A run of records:
· · · · · · ·

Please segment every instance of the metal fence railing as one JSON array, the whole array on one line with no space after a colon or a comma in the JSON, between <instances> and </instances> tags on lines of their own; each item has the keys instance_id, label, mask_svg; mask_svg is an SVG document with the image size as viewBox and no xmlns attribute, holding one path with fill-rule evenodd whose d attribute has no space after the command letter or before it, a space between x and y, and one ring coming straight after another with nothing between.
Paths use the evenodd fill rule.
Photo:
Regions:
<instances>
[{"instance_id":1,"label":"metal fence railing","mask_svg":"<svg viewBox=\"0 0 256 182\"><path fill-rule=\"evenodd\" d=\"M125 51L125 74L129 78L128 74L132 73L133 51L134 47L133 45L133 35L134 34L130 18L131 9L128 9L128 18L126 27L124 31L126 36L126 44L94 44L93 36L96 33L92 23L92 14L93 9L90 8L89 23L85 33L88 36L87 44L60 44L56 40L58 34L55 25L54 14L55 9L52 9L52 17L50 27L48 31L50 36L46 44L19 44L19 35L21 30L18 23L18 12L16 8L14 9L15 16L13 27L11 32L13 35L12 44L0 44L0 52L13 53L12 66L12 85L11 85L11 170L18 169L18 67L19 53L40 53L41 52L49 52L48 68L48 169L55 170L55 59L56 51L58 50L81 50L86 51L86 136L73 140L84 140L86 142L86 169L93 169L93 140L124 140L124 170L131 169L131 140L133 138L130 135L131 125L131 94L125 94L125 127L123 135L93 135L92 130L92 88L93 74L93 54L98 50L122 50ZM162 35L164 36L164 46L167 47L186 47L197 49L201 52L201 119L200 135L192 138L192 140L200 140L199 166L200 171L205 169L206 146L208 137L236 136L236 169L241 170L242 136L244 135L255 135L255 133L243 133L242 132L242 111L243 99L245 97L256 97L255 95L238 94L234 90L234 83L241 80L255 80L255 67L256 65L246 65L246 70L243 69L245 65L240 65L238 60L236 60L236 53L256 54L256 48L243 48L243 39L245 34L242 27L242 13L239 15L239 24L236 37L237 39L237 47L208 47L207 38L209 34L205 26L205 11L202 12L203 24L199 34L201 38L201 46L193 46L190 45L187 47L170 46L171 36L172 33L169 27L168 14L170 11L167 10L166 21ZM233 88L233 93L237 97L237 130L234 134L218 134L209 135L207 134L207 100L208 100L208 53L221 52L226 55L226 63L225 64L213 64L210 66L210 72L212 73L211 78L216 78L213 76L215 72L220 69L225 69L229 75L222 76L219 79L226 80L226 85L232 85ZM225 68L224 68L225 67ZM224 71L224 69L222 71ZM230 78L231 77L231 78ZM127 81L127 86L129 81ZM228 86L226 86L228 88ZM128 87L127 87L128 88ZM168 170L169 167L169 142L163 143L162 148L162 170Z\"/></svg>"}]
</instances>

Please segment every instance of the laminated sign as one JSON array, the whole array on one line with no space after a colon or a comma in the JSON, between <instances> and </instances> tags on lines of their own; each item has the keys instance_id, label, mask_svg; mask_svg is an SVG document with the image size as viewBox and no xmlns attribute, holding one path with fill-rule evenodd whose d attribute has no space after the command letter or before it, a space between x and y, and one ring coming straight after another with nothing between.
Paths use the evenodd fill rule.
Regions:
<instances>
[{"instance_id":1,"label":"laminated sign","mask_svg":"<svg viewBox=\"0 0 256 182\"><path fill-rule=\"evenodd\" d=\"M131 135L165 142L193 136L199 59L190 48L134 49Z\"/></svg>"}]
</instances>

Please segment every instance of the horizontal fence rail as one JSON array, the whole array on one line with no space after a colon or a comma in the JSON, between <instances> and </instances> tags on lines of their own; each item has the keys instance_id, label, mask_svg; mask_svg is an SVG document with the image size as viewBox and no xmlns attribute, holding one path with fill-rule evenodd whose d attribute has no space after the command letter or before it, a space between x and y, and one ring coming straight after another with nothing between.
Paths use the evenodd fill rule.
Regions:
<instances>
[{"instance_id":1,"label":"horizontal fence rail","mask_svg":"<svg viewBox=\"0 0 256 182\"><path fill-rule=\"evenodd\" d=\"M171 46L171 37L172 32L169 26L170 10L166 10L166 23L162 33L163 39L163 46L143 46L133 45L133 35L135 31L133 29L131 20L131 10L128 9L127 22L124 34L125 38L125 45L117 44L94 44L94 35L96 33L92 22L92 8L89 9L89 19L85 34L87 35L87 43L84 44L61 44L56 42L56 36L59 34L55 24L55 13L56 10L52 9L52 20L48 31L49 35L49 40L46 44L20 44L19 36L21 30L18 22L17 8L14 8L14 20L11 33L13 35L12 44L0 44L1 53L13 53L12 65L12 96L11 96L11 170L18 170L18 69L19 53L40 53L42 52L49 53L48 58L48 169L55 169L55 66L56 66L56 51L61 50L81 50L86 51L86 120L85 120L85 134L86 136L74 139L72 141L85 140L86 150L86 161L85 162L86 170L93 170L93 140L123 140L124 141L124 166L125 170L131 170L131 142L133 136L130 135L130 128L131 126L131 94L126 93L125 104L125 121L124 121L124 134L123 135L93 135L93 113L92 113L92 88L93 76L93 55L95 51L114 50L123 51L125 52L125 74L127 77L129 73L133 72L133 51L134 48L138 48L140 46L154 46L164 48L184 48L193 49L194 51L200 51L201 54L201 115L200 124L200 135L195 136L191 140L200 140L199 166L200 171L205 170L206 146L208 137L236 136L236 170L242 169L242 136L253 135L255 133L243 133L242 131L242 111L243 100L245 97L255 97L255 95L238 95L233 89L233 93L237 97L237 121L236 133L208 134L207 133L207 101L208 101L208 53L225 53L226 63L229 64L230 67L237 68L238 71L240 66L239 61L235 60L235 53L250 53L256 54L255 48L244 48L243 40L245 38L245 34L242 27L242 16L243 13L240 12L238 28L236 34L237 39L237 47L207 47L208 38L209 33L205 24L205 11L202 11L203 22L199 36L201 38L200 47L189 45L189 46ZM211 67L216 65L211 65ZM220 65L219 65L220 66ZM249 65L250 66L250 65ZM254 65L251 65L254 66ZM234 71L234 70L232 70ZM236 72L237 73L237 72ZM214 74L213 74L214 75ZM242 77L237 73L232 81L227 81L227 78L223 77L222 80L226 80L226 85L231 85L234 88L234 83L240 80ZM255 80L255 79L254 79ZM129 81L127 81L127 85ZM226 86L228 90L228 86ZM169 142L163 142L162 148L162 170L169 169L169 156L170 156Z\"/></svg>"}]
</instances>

· · · · · · ·

WHAT THE EXERCISE ASKS: Which lines in the listing above contain the word "nothing"? Show each of those lines in full.

RESPONSE TO THE TASK:
Please segment every instance of the metal fence railing as one JSON array, the whole array on one line with no space after a colon or a comma in the JSON, between <instances> and </instances> tags on lines of their own; each item has the keys instance_id, label, mask_svg; mask_svg is an SVG document with the image size as viewBox and no xmlns attribute, holding one path with fill-rule evenodd whose d attribute has no space after the command letter or before it, a space between x and y, and one ring coming straight after another with nothing between.
Please segment every instance of the laminated sign as one JSON array, the whole array on one line with no space after a colon or a comma in the JSON, between <instances> and </instances> tags on lines of their own; each item has the keys instance_id, label, mask_svg; mask_svg is an SVG document with the image size as viewBox and no xmlns attribute, holding one path with fill-rule evenodd whose d attribute has no space after the command letter or before it, a space between x and y, and one ring coming straight after another with nothing between.
Please segment every instance of the horizontal fence rail as one JSON array, the whole array on one line with no space after a colon or a comma in the JSON, between <instances> and </instances> tags on lines of their own; each item has the keys instance_id, label, mask_svg; mask_svg is an SVG document with the image size as viewBox and no xmlns attribute, holding one path with fill-rule evenodd whose d attribute has no space after the command letter or before it, a space between x and y, and one ring coming straight after another with nothing between.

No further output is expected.